> [Description of the task]:
Every line of the material is to be reproduced verbatim.

> [Material provided]:
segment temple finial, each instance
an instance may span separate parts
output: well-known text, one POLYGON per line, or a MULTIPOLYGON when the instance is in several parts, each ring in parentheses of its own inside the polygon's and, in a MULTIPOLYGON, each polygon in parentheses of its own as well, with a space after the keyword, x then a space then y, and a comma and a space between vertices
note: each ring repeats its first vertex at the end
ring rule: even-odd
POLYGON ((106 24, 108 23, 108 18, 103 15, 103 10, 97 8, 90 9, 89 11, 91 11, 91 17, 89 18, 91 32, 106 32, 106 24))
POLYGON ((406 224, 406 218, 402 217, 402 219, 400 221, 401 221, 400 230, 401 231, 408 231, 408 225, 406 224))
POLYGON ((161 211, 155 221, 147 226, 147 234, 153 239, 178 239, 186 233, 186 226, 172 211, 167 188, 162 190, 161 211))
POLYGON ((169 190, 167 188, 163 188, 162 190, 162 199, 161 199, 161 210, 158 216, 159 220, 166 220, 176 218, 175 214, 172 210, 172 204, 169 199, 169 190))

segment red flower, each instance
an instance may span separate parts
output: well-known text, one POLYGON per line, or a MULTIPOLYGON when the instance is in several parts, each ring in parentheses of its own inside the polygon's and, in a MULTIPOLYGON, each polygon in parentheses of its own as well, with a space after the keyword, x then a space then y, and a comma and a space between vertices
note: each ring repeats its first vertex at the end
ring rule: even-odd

> [Completed task]:
segment temple finial, each instance
an instance may span separate parts
output: well-known text, one POLYGON per line, or a MULTIPOLYGON when the instance is in several parts, each ring in parentheses of its own inside the polygon's and, in a MULTIPOLYGON, each polygon in parentheses of its own as well, with a space after the keyword, x then a space then y, and a comma and a space between vertices
note: each ring repeats its first vertex at the end
ring rule: even-odd
POLYGON ((106 24, 108 23, 108 18, 103 15, 103 10, 97 8, 90 9, 89 11, 91 11, 91 17, 89 18, 91 32, 106 32, 106 24))
POLYGON ((406 224, 406 218, 402 217, 402 219, 400 221, 401 221, 400 230, 401 231, 408 231, 408 225, 406 224))
POLYGON ((161 211, 155 221, 147 226, 147 234, 153 239, 178 239, 186 233, 186 226, 172 211, 167 188, 162 190, 161 211))
POLYGON ((169 190, 167 188, 163 188, 162 190, 162 199, 161 199, 161 210, 158 216, 159 220, 166 220, 176 218, 175 214, 172 210, 172 204, 169 199, 169 190))

segment red flower, each instance
an instance may span separate parts
output: well-known text, one POLYGON per line, or a MULTIPOLYGON when the instance is in several parts, each ring in parentheses of its own inside the polygon's and, in a MULTIPOLYGON, each polygon in parentheses of its own as well, with a space after the keyword, x then a space then y, and a comma and a space between vertices
note: each ring repeats its first vertex at the end
ring rule: even-odd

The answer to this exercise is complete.